● EJERCICIOS:
1) Según el texto sobre la memoria y el cosmos, ¿durante cuántos años reinaron los dinosaurios?
2) Copia sin cambios el fragmento del texto sobre la memoria y el cosmos que empieza en las palabras "Todo eso está" y termina después de "en nuestras vidas.".
3) Sigue escribiendo el texto sobre la memoria y el cosmos desde donde se queda.

● TEXTO PARA LEER:
---

Leonardo Boff
En nuestra memoria
resuenan las últimas reminiscencias del big bang que dio origen a nuestro cosmos.
En los archivos de
nuestra memoria se guardan las vibraciones energéticas oriundas de las
inimaginables explosiones de las grandes estrellas rojas, de las cuales vinieron
las supernovas y los conglomerados de galaxias, cada cual con sus miles de
millones de estrellas y de planetas y asteroides. En ella se encuentran también
resonancias del calor generado por la destrucción de galaxias devorándose unas a
otras, del fuego originario de las estrellas y de los planetas a su alrededor,
de la incandescencia de la Tierra, del fragor de los líquidos que cayeron
durante 100 millones de años sobre nuestro planeta hasta enfriarlo (era
hadeana), de la exuberancia de las selvas ancestrales, reminiscencias de la
voracidad de los dinosaurios que reinaron, soberanos, durante 135 millones de
años, de la agresividad de nuestros antepasados en su afán por sobrevivir, del
entusiasmo por el fuego que ilumina y cocina, de la alegría por el primer
símbolo creado y por la primera palabra pronunciada, reminiscencias de la
suavidad de las brisas leves, de las mañanas diáfanas, del precipicio de las
montañas cubiertas de nieve, y por fin, recuerdos de las interdependencias entre
todos los seres, creando la comunidad de los vivientes, del encuentro con el
otro, capaz de ternura, entrega y amor y, finalmente, del éxtasis del
descubrimiento del misterio del mundo que todos llaman por mil nombres y
nosotros llamamos Dios.
Todo eso está
sepultado en algún rincón de nuestra psique y en el código genético de cada
célula de nuestro cuerpo, porque somos tan antiguos como el universo.
No vivimos en este universo ni sobre nuestra Tierra como seres erráticos.
Venimos del útero común de donde vienen todas las cosas, de la Energía de Fondo
o Abismo Alimentador de todos los seres, del hadrón primordial, del top-quark,
uno de los ladrillitos más ancestrales del edificio cósmico, hasta el computador
actual. Y somos hijos e hijas de la Tierra. Más aún, somos aquella parte de la
Tierra que anda y danza, que tiembla de emoción y piensa, que quiere y ama, que
se extasía y venera el Misterio. Todas estas cosas estuvieron virtualmente en el
universo, se condensaron en nuestro sistema solar y sólo después irrumpieron
concretas en nuestra Tierra. Porque todo eso estaba virtualmente allí, ahora
puede estar aquí en nuestras vidas.

---

● REGISTROS:
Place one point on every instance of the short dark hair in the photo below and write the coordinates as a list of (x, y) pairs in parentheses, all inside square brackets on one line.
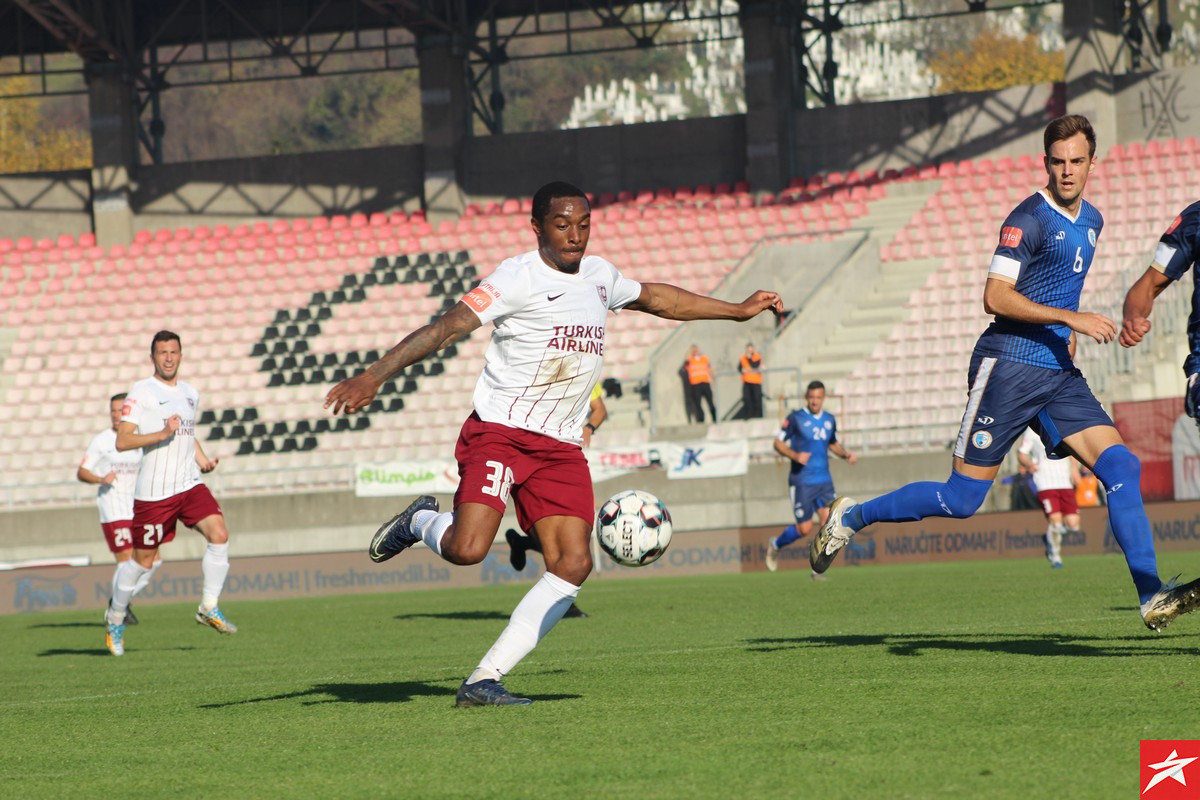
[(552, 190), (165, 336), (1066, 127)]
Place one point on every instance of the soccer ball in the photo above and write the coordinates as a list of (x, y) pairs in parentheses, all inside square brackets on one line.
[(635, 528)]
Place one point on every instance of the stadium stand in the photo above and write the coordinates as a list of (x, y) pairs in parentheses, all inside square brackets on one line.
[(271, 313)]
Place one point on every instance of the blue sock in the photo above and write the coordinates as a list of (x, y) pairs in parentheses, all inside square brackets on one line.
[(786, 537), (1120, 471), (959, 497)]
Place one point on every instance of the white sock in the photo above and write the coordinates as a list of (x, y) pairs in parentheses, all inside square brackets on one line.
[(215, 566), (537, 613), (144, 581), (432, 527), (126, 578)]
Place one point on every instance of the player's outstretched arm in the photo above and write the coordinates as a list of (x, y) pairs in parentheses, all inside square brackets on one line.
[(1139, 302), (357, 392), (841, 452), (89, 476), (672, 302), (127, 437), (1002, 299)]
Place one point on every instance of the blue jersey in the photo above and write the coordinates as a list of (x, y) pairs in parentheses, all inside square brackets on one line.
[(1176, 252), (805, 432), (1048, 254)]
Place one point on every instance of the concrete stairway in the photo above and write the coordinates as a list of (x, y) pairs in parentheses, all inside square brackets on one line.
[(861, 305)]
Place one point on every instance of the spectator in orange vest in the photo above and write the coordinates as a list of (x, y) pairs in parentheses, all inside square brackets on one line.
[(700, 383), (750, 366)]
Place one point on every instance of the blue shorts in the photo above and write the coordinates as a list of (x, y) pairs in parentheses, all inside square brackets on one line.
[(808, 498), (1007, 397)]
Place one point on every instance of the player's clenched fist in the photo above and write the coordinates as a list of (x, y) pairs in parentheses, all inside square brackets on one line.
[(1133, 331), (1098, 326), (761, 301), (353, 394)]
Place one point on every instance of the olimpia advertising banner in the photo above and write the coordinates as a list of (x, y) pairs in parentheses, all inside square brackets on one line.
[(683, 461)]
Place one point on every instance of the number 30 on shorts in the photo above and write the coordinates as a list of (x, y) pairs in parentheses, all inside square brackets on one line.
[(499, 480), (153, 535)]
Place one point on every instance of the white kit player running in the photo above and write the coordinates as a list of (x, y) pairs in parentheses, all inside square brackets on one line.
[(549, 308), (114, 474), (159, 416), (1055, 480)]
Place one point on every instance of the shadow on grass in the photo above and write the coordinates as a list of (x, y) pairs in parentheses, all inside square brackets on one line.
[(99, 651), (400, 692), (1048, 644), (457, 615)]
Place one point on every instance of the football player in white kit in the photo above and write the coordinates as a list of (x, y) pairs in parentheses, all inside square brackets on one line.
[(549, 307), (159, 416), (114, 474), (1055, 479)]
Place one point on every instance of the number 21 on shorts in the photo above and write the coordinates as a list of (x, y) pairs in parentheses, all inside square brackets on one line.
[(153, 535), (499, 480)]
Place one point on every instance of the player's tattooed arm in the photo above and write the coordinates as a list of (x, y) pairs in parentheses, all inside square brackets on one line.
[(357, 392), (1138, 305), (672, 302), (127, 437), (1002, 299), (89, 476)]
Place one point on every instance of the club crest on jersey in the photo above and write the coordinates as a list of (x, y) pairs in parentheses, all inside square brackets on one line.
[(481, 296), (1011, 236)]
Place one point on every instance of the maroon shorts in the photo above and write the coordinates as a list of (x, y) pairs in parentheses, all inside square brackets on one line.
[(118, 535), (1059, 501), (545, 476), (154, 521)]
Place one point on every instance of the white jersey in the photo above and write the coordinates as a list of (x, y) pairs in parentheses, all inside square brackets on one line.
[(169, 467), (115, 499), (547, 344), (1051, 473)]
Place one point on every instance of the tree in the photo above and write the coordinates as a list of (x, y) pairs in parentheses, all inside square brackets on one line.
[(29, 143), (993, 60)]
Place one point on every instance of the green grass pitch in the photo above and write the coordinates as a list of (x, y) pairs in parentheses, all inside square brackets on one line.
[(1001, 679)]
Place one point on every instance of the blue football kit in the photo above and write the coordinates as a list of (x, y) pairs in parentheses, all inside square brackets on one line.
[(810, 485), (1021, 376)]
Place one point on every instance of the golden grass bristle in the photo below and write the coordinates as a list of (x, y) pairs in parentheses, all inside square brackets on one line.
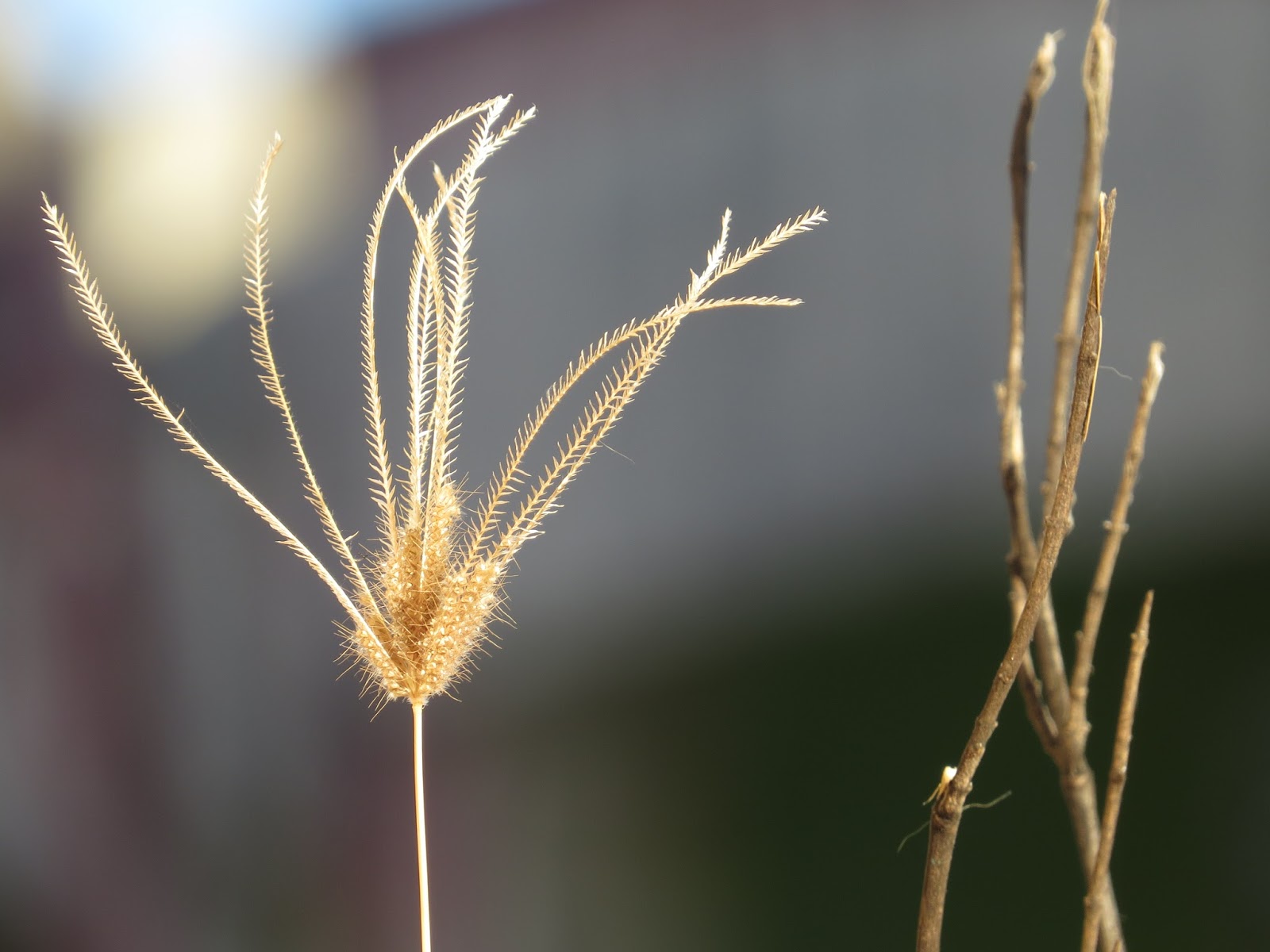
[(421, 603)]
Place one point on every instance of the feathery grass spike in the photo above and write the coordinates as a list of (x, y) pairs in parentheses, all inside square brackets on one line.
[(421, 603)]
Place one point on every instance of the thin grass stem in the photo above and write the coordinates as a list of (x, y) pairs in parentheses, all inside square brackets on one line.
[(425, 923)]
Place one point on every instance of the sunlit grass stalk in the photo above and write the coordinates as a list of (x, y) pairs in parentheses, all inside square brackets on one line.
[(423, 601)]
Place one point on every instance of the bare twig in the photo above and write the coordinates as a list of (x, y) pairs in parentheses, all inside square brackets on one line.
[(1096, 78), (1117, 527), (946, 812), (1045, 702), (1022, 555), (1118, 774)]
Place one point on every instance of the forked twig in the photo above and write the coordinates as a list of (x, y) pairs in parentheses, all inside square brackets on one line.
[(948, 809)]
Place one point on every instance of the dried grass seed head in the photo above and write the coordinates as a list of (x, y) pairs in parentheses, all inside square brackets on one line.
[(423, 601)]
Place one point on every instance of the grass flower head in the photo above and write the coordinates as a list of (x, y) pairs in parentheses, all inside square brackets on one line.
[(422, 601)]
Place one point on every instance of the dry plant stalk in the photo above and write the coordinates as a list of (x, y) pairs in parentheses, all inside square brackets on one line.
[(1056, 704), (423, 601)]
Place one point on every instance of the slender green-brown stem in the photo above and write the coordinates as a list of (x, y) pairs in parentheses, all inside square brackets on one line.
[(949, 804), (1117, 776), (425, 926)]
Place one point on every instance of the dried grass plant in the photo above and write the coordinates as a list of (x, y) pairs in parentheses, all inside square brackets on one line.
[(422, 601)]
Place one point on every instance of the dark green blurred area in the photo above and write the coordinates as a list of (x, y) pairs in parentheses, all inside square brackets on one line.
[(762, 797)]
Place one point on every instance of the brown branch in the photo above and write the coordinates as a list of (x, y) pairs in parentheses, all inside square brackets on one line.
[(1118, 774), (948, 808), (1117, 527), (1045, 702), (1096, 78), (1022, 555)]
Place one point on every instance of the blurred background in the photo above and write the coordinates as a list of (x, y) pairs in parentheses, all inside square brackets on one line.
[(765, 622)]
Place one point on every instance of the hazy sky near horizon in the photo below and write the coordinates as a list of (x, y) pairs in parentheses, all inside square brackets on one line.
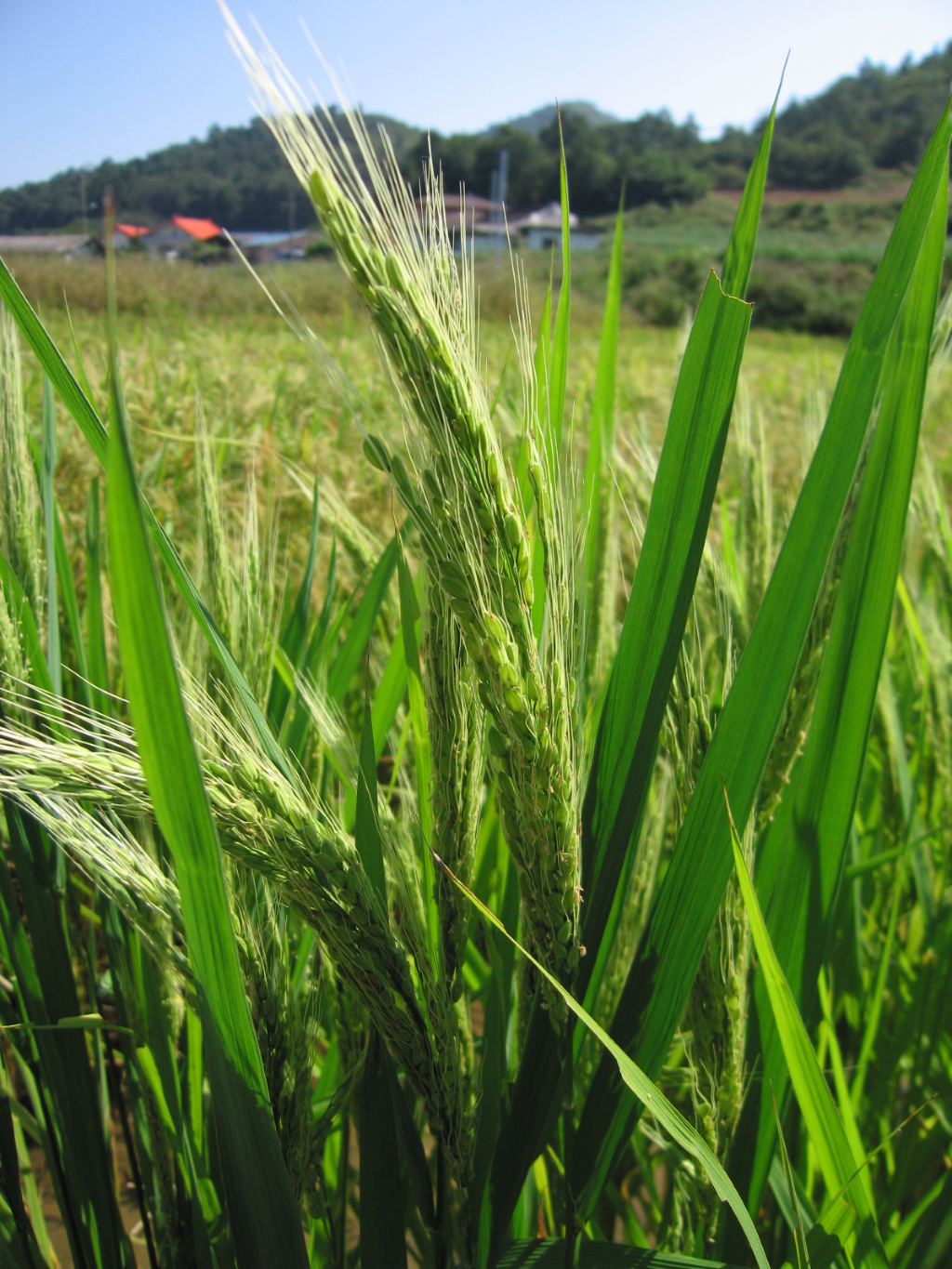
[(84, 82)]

---

● RESPUESTAS:
1) Durante 135 millones de años.

2)
Todo eso está
sepultado en algún rincón de nuestra psique y en el código genético de cada
célula de nuestro cuerpo, porque somos tan antiguos como el universo.
No vivimos en este universo ni sobre nuestra Tierra como seres erráticos.
Venimos del útero común de donde vienen todas las cosas, de la Energía de Fondo
o Abismo Alimentador de todos los seres, del hadrón primordial, del top-quark,
uno de los ladrillitos más ancestrales del edificio cósmico, hasta el computador
actual. Y somos hijos e hijas de la Tierra. Más aún, somos aquella parte de la
Tierra que anda y danza, que tiembla de emoción y piensa, que quiere y ama, que
se extasía y venera el Misterio. Todas estas cosas estuvieron virtualmente en el
universo, se condensaron en nuestro sistema solar y sólo después irrumpieron
concretas en nuestra Tierra. Porque todo eso estaba virtualmente allí, ahora
puede estar aquí en nuestras vidas.

3)
El principio cosmogénico, es decir, aquellas energías directoras que
comandan, llenas de propósito, todo el proceso evolutivo obedecen a la lógica
siguiente, tan bien expuesta por E. Morin: orden, desorden, interacción, nuevo
orden, nuevo desorden, nuevamente interacción y así siempre. Con esa lógica se
crean siempre más complejidades y diferenciaciones; y en la misma proporción se
van creando interioridad y subjetividad hasta su expresión lúcida y consciente
que es la mente humana. Y simultáneamente y también en la misma proporción se va
gestando la capacidad de reciprocidad de todos con todos, en todos los momentos
y en todas las situaciones. Diferenciación /interioridad/ comunión: la trinidad
cósmica que preside el organismo del universo.
Todo va sucediendo procesualmente y evolutivamente sometido al no-equilibrio
dinámico (caos) que busca siempre un nuevo equilibrio, a través de adaptaciones
e interdependencias.
La existencia humana no está fuera de esta dinámica. Tiene dentro de sí estas
constantes cósmicas de caos y de cosmos, de no-equilibrio en busca de un nuevo
equilibrio. Mientras estamos vivos nos encontramos siempre enredados en esta
condición. Cuanto más próximos al equilibrio total más próximos a la muerte. La
muerte es la fijación del equilibrio y del proceso cosmogénico. O su paso a un
nivel que demanda otra forma de acceso y de conocimiento.
¿Cómo se da esta estructura concretamente en nosotros? En primer lugar por la
cotidianeidad. Cada cual vive su cotidiano que comienza con el aseo personal, la
manera como vive, lo que come, el trabajo, las relaciones familiares, los
amigos, el amor. Lo cotidiano es prosaico y frecuentemente cargado de
desencanto. La mayoría de la humanidad vive restringida a lo cotidiano con el
anonimato que él implica. Es una parte del orden universal que emerge en la vida
de las personas.
Pero los seres humanos también estamos habitados por la imaginación. Esta
rompe las barreras de lo cotidiano y busca lo nuevo. La imaginación es, por
esencia, fecunda; es el reino de lo poético, de las probabilidades de sí
infinitas (de naturaleza cuántica). Imaginamos nueva vida, nueva casa, nuevo
trabajo, nuevos placeres, nuevas relaciones, nuevo amor. La imaginación produce
la crisis existencial y el caos en el orden cotidiano.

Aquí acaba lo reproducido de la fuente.